[LIST OF TASKS]
[1] From the Go generics article below, output the passage from "type Array[V any]" up to and including "accum = f(accum, x)", word for word.
[2] In the Go generics article below, which two language backgrounds are many Go developers said to come from?

Generic Map, Filter and Reduce in Go

Implementing higher-order functions in Go using generics

Jul 26, 2022

∙ Paid

With generics, it has suddenly becomes much easier to add support for higher-order functions such as Map, Filter and Reduce in Go. However, there is much disagreement around how these functions should be implemented.

I will claim part of the confusion stems from the fact that many Go developers come from Java and C# backgrounds. They have become heavily invested in the object-oriented programming mindset that dominates the programming communities of those languages. It leads to attempts to define Map, Filter and Reduce as methods. Let us look at once such failed attempt, adding Reduce as a method to a custom collection type Array.

package main

import "fmt"

type Array[V any] struct {
	elements []V
}

type Reducer[T, V any] func(accum T, value V) T

func (xs Array[V]) Reduce[T any](f Reducer[T, V]) T {
	var accum T
	for _, x := range xs.elements {
		accum = f(accum, x)
	}
	return accum
}

func adder(accum, x int) int {
	return accum + x
}

func main() {
	numbers := Array{[]int{1, 2, 3, 4, 5}}
	total := numbers.Reduce(adder)

	fmt.Println(total)

[INFORMATION SUPPLIED]
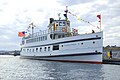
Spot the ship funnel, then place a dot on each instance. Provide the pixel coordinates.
(51, 20)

[RESPONSE LIST]
[1]
type Array[V any] struct {
	elements []V
}

type Reducer[T, V any] func(accum T, value V) T

func (xs Array[V]) Reduce[T any](f Reducer[T, V]) T {
	var accum T
	for _, x := range xs.elements {
		accum = f(accum, x)

[2] Java and C#.